=== Document section ===

Thread: If you're from Texas...
03-30-2008, 12:18 PM #1
If you're from Texas...
Things I learned living in **Texas** ....... *
1. A possum is a flat animal that sleeps in the middle of the road.
2. There are 5,000 types of snakes and 4,998 of them live in Texas .
3. There are 10,000 types of spiders. All 10,000 of them live in Texas plus a couple no one's seen before
4. If it grows, it'll stick ya. If it crawls, it'll bite cha.
5." Onced" and "Twiced" are words
6. It is not a shopping cart, it is a buggy.
7. "Jaw-P?" means "Did y'all go to the bathroom?"
8. People actually grow and eat okra.
9. "Fixinto" is one word.
10. There is no such thing as "lunch". There is only dinner and then there is supper.
11. Iced tea is appropriate for all meals and you start drinking it when you're two. We do like a little tea with our sugar
12. Backwards and forwards means "I know everything about you."

=== Data entries ===

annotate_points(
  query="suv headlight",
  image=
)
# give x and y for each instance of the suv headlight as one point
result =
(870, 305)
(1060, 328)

===

_Problems and tasks_
A. Repeat word for word the stretch of the forum post about living in Texas from "Thread: If you're" through "and eat okra.".
B. Go on with the forum post about living in Texas, starting right after its last numbered item.

_Answer list_
A.
Thread: If you're from Texas...
03-30-2008, 12:18 PM #1
If you're from Texas...
Things I learned living in **Texas** ....... *
1. A possum is a flat animal that sleeps in the middle of the road.
2. There are 5,000 types of snakes and 4,998 of them live in Texas .
3. There are 10,000 types of spiders. All 10,000 of them live in Texas plus a couple no one's seen before
4. If it grows, it'll stick ya. If it crawls, it'll bite cha.
5." Onced" and "Twiced" are words
6. It is not a shopping cart, it is a buggy.
7. "Jaw-P?" means "Did y'all go to the bathroom?"
8. People actually grow and eat okra.

B.
13. The word "Jeet" is actually a phrase meaning "Did you eat?"
14. You don't have to wear a watch because it doesn't matter what time it is. You work until you're done or it's too dark to see.
15. You don't PUSH buttons, you MASH them.
MORE YOU KNOW YOU'RE FROM TEXAS IF:
1. You measure distance in minutes.
2. You've ever had to switch from heat to A/C in the same day.
3. All the festivals across the state are named after a fruit, vegetable, grain, insect or animal.
4. You know what a "DAWG" is.
5. You carry jumper cables in your car ... For your OWN car.
6. You only own five spices: salt, pepper, Texas Pete, Tabasco and Ketchup.
7. The local papers cover national and international news on one page, but require 6 pages for local gossip and motorsports.
8. You think that the first day of deer season is a national holiday.
9. You find 100 degrees Fahrenheit "a bit warm".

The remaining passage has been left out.